(Records for the task):
::::::::

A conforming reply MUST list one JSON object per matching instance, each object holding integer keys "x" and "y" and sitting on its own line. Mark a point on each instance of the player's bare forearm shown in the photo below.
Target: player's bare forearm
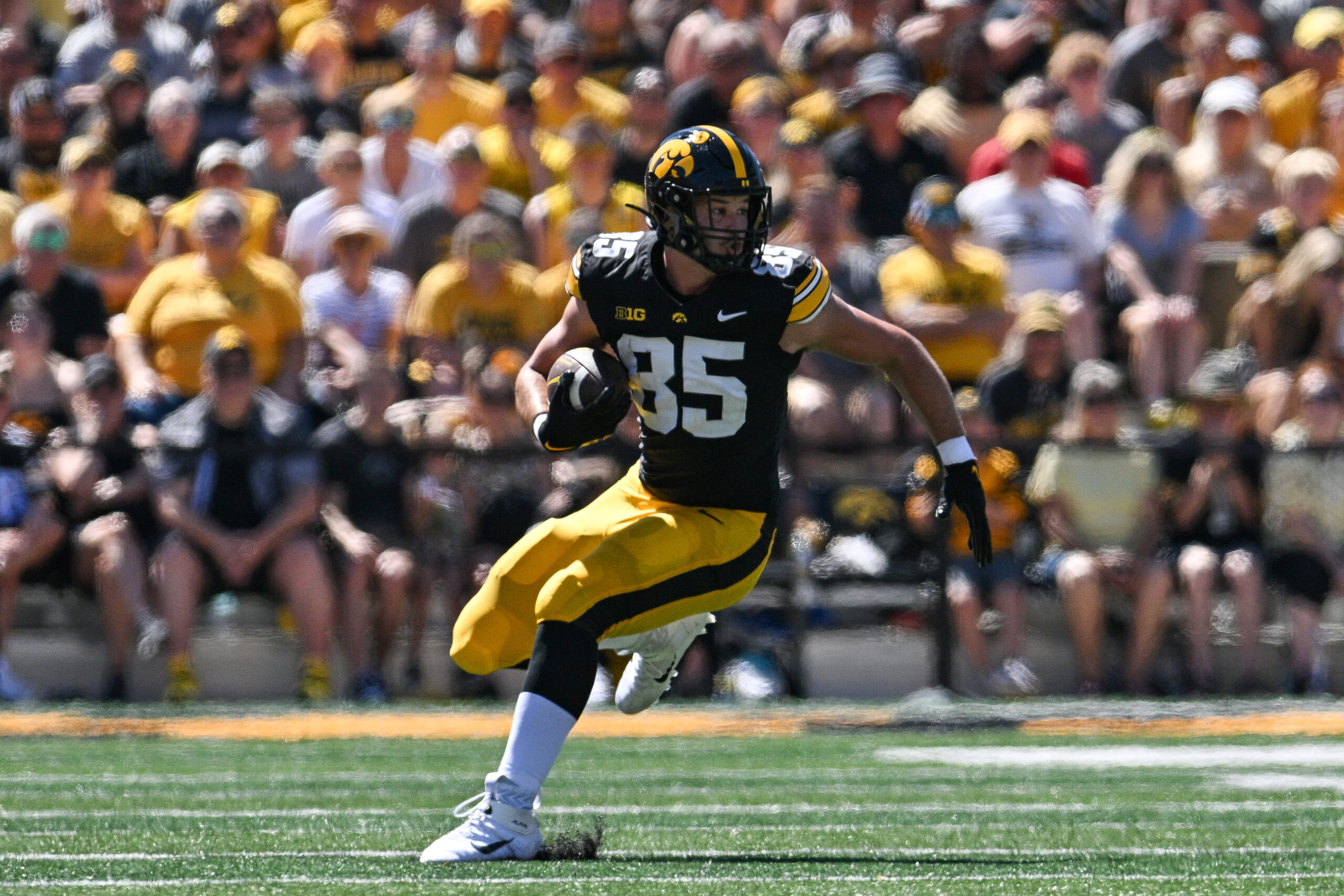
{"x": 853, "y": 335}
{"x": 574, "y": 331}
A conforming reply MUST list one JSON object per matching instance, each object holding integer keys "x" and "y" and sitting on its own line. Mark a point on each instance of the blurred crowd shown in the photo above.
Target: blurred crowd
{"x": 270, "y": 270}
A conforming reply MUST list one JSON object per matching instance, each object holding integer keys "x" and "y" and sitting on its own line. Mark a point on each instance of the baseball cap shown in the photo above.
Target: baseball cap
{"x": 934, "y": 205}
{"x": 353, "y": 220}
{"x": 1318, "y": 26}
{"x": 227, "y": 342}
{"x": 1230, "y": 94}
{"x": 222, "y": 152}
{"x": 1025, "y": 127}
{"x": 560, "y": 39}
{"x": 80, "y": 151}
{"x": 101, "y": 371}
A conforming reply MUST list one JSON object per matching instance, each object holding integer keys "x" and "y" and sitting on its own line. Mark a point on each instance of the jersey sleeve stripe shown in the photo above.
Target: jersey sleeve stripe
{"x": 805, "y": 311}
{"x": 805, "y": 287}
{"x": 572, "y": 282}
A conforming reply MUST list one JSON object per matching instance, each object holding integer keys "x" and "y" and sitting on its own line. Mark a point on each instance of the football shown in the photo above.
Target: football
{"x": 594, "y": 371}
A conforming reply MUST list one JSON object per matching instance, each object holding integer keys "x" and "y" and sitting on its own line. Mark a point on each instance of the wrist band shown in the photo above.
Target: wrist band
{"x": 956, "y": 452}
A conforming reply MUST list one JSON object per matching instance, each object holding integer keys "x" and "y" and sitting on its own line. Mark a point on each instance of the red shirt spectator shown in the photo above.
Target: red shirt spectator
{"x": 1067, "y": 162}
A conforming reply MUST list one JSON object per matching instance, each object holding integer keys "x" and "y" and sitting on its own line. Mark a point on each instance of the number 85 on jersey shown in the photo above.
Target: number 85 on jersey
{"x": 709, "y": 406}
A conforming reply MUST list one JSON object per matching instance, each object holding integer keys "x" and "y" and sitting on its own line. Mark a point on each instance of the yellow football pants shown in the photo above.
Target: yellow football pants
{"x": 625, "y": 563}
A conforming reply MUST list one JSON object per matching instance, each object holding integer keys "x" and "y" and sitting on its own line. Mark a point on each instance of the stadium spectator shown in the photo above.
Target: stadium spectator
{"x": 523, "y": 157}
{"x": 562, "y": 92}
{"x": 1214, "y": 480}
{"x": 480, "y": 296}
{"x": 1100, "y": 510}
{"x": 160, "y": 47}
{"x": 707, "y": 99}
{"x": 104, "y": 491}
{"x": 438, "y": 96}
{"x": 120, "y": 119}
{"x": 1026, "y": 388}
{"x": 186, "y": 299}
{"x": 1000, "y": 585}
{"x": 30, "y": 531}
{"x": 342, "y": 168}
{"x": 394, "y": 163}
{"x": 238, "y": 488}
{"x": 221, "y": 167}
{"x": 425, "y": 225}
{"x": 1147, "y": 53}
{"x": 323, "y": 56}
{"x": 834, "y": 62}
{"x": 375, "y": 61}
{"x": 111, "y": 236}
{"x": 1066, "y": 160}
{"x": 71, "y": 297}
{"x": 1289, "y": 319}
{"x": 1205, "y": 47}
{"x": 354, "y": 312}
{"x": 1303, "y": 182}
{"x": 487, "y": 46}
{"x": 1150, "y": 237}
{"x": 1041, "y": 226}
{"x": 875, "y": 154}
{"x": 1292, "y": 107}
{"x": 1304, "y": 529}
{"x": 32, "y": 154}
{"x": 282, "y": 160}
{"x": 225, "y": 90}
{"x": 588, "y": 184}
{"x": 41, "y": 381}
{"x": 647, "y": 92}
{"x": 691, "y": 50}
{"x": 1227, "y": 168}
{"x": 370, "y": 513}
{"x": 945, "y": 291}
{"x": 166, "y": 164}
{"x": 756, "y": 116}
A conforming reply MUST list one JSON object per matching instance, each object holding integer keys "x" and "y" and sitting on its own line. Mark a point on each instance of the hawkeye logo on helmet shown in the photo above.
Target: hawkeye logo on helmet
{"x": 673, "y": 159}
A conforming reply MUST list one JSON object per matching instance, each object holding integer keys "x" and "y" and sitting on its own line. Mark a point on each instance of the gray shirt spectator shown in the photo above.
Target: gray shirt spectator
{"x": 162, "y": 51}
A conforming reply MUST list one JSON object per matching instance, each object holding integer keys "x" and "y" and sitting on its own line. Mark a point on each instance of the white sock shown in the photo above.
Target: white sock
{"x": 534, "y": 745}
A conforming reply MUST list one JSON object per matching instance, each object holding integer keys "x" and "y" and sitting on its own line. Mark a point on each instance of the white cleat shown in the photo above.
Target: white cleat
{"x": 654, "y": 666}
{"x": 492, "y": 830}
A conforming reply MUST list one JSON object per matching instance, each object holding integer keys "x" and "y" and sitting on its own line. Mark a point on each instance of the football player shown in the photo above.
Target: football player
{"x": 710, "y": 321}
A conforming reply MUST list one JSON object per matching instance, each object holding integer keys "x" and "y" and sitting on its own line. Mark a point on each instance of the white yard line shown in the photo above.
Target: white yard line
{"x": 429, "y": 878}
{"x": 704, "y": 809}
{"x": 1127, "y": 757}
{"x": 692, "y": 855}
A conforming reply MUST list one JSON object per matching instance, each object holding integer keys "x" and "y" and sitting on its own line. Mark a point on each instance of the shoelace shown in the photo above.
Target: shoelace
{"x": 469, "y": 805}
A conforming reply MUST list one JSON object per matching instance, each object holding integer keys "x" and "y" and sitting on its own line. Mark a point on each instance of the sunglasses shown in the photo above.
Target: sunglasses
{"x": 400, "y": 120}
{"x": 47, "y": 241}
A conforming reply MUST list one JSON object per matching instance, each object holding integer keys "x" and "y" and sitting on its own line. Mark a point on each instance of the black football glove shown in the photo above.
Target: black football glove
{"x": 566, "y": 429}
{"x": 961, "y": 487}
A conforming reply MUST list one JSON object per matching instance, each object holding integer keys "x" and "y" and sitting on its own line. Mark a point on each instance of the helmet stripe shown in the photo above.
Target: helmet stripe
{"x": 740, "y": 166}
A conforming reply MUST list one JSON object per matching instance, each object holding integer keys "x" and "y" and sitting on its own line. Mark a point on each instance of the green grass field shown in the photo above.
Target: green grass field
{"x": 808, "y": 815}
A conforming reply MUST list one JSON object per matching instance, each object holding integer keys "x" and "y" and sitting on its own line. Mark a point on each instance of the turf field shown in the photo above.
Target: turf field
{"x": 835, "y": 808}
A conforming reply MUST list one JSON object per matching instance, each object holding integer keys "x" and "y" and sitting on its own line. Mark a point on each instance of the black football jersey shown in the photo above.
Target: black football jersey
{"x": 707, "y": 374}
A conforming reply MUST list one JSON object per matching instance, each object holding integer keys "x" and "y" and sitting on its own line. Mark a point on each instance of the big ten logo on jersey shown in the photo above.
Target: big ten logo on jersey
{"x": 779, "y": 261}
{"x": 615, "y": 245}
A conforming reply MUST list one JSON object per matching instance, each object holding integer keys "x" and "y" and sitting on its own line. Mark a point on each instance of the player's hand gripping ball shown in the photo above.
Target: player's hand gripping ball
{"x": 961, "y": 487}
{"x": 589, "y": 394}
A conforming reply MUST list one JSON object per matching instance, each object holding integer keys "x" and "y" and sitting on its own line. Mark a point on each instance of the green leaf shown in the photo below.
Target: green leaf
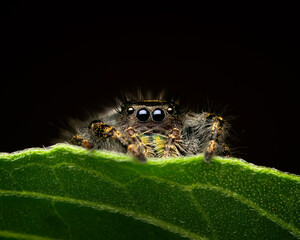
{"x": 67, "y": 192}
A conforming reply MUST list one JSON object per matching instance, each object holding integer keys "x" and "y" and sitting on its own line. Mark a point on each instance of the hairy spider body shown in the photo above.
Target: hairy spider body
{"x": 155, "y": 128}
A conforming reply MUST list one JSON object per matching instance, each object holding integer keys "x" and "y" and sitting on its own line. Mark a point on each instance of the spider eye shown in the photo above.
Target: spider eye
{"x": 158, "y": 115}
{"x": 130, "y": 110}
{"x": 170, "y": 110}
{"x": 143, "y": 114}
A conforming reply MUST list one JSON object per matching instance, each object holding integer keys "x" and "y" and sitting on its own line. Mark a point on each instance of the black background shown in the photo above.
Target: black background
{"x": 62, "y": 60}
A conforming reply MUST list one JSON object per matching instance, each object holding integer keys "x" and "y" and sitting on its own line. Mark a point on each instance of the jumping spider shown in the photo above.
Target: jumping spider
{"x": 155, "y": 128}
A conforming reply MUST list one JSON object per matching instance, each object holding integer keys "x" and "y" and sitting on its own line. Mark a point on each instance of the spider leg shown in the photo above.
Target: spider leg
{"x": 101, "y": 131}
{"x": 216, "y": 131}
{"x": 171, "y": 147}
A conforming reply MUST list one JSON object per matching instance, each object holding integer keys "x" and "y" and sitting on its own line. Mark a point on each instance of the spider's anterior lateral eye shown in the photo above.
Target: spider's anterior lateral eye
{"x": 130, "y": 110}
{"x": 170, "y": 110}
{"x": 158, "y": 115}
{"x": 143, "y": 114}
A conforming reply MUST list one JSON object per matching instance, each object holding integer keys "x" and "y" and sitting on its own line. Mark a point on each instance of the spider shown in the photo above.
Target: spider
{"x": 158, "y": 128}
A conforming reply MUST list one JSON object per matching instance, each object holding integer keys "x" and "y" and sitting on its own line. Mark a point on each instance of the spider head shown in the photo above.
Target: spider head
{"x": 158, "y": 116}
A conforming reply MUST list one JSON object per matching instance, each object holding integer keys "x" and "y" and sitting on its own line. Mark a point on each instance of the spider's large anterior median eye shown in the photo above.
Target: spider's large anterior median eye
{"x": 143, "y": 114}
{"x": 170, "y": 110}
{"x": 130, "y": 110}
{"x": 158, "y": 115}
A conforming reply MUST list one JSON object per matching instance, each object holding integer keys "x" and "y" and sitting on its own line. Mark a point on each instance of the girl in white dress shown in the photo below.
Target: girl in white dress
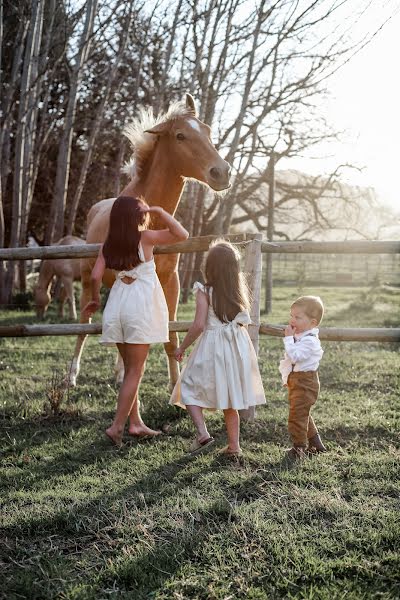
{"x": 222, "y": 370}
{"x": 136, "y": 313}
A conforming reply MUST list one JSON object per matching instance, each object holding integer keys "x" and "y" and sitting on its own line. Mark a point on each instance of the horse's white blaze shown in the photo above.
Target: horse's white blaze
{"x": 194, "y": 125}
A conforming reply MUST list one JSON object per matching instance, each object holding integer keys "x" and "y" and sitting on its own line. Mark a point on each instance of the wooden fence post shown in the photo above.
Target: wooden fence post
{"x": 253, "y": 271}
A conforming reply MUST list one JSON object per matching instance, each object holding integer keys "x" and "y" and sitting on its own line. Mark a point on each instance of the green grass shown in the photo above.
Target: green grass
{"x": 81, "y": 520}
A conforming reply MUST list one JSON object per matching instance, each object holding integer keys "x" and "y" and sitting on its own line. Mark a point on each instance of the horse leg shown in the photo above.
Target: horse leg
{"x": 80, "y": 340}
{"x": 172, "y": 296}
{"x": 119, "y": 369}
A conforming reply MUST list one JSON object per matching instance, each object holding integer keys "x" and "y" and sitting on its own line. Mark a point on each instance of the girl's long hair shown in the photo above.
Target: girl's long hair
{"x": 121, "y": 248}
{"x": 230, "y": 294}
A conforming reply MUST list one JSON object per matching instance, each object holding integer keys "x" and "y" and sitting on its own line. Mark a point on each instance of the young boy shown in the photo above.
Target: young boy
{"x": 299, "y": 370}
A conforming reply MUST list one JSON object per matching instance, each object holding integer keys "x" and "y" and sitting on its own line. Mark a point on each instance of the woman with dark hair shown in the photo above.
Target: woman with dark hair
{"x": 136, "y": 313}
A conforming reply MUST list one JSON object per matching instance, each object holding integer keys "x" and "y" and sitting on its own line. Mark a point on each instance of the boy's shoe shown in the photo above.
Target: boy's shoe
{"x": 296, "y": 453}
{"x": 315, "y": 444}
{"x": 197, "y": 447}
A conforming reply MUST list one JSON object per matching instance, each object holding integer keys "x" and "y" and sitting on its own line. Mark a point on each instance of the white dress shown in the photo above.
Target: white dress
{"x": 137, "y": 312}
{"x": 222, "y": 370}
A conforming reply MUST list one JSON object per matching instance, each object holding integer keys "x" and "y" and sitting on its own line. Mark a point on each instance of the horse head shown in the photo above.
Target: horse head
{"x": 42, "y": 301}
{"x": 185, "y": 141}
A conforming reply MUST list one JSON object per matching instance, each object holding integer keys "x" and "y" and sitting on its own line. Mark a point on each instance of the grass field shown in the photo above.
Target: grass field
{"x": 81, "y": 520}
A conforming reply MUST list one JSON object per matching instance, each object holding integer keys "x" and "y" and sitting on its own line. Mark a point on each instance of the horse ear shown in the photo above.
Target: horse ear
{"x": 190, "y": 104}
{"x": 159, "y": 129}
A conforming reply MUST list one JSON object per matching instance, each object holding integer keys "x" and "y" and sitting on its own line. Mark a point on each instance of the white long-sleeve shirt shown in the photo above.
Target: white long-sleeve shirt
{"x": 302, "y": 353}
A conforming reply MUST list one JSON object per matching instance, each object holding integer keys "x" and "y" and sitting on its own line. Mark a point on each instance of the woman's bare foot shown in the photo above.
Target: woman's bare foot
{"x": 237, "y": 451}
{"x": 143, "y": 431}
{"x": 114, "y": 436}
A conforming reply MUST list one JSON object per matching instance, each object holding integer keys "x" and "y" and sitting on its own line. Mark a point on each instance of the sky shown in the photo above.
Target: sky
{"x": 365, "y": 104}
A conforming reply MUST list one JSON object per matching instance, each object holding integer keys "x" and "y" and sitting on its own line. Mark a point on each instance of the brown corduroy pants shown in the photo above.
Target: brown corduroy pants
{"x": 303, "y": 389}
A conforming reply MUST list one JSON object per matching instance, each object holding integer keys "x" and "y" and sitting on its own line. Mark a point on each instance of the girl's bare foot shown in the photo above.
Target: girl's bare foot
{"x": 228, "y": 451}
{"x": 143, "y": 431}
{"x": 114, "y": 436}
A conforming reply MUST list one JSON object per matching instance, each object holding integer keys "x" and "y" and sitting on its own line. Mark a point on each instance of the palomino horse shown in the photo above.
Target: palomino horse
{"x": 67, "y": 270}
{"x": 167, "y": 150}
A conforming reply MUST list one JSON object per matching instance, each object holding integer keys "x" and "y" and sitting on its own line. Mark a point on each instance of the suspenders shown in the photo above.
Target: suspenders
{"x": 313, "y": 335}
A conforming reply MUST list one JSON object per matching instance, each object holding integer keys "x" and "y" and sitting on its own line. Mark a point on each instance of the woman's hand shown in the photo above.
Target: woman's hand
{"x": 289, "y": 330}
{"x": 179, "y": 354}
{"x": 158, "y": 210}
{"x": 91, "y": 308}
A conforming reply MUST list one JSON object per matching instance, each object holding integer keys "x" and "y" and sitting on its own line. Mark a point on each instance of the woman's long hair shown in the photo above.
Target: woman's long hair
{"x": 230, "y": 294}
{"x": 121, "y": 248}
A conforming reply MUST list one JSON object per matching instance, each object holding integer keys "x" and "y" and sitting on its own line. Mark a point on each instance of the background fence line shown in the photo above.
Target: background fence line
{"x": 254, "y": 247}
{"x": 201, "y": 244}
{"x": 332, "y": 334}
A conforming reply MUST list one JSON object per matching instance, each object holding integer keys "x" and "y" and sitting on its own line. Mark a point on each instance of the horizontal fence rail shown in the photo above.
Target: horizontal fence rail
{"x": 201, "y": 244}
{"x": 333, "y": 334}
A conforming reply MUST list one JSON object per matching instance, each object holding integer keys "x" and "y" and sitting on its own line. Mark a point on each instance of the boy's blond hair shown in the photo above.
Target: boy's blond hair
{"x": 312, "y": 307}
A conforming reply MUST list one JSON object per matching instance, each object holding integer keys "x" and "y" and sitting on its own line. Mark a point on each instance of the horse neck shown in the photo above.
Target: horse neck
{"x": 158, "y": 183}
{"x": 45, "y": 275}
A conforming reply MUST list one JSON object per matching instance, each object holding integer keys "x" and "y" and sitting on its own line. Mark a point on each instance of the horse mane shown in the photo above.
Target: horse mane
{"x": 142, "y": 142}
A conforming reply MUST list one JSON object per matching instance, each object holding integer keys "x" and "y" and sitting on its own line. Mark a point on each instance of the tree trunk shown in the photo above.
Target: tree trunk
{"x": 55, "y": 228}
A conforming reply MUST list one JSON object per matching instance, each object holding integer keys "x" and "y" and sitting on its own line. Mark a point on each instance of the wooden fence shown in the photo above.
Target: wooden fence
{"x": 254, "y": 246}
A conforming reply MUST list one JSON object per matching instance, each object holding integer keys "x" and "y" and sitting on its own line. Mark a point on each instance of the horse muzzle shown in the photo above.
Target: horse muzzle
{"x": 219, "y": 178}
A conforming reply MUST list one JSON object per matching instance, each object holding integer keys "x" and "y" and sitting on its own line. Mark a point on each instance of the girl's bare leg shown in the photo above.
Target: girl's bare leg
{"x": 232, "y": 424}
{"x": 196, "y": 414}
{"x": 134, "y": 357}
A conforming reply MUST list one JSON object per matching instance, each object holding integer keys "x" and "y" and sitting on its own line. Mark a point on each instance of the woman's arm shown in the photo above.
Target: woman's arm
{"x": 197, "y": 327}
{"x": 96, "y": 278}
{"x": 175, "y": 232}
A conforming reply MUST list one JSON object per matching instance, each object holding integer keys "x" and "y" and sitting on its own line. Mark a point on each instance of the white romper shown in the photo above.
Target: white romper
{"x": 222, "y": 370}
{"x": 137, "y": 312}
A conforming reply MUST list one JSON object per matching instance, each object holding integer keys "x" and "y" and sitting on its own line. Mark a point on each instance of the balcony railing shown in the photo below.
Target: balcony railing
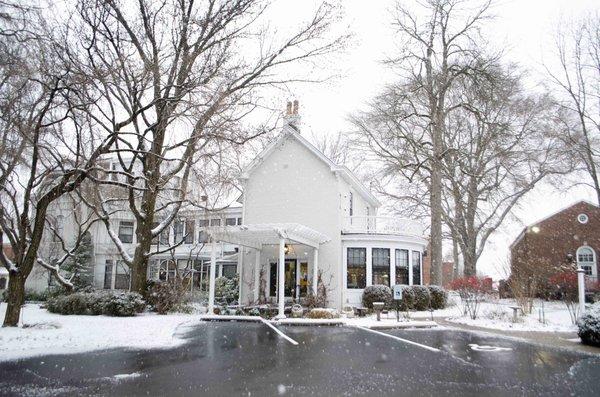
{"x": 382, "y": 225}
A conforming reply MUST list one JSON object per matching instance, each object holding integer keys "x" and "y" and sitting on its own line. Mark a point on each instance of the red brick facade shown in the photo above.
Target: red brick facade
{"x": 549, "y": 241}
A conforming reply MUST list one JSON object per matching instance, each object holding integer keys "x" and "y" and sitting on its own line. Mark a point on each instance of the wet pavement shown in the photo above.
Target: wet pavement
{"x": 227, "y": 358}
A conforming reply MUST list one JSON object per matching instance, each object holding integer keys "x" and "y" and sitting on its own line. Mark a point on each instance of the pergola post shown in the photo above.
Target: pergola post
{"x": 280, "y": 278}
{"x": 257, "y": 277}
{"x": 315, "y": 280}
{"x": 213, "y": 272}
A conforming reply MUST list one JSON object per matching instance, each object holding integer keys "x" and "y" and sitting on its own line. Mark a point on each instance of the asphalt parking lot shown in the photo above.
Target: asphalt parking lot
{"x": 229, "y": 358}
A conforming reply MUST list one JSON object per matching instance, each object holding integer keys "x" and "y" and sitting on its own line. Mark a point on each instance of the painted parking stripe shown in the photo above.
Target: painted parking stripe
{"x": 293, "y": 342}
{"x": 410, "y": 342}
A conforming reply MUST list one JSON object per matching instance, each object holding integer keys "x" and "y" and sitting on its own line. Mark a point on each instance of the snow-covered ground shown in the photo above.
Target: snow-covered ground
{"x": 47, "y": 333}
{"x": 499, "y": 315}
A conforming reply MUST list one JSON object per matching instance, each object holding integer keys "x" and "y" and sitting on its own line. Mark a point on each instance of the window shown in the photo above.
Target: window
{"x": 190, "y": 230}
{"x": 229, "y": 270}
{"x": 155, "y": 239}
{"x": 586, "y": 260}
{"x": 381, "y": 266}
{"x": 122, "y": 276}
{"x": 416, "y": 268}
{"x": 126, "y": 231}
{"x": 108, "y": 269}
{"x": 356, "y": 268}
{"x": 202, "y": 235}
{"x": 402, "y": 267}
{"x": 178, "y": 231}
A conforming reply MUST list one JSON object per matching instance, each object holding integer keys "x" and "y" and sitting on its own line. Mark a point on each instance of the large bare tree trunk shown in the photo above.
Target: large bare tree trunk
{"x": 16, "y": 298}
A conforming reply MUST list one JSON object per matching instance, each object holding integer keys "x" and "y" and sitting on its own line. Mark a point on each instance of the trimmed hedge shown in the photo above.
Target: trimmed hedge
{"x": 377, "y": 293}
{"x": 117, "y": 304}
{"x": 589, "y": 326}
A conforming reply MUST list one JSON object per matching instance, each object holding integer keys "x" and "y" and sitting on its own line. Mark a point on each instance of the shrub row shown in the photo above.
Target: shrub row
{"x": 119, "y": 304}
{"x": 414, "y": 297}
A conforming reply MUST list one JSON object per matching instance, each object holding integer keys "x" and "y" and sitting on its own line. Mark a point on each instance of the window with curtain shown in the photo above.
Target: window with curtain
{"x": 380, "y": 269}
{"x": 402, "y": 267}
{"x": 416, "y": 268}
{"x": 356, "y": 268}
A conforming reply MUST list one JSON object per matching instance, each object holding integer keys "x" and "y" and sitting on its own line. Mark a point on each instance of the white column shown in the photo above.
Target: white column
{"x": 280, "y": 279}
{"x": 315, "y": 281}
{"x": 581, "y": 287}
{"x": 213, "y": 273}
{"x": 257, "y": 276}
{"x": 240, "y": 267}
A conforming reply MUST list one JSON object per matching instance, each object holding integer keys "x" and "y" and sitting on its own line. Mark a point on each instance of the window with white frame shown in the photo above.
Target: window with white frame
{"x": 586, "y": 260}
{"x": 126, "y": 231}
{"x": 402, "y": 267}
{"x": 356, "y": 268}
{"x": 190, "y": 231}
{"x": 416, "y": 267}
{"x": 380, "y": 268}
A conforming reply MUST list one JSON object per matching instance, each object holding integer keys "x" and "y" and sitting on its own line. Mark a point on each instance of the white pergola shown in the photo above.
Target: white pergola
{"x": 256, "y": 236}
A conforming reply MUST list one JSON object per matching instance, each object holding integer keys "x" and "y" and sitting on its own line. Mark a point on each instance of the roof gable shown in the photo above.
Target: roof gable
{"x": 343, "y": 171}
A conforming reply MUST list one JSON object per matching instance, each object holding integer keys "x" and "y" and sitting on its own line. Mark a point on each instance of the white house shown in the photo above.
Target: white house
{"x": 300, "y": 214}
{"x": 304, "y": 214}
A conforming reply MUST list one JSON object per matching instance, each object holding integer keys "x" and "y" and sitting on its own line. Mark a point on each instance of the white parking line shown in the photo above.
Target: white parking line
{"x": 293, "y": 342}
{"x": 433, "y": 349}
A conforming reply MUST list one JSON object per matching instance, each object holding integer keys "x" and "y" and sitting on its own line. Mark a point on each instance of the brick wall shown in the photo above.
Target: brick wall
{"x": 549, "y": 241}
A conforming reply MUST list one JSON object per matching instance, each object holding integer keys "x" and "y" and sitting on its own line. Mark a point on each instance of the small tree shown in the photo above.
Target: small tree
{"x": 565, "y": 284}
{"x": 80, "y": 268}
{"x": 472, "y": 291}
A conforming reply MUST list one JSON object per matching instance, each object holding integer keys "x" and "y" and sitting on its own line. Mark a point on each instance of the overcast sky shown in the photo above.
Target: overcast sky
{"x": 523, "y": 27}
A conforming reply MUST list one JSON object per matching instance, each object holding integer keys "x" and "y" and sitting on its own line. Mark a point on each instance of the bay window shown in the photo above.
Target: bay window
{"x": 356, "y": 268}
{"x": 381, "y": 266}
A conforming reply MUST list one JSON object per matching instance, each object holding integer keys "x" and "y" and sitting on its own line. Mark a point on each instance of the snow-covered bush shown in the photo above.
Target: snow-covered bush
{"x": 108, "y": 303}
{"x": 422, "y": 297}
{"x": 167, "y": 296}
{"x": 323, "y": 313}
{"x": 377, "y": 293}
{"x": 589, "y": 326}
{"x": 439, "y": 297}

::::::::

(Stated task):
Repeat the line containing "bay window shown in the photo above." and all subsequent lines through the final line of the data, exactly and with no others.

(Task output):
A conforming reply MUST list one JSON object per matching instance, each object holding integer keys "x" and "y" and sitting on its own line. Mark a point on each instance of the bay window shown in the photo above.
Target: bay window
{"x": 356, "y": 268}
{"x": 381, "y": 266}
A conforming reply MUST list one JSON object per matching instance, each object holding integer keys "x" and "y" and sitting on its own line. Mark a point on each instance of the snow-covered bush shown in the photo above.
Target: snow-covered bush
{"x": 108, "y": 303}
{"x": 422, "y": 297}
{"x": 167, "y": 296}
{"x": 323, "y": 313}
{"x": 377, "y": 293}
{"x": 589, "y": 326}
{"x": 439, "y": 297}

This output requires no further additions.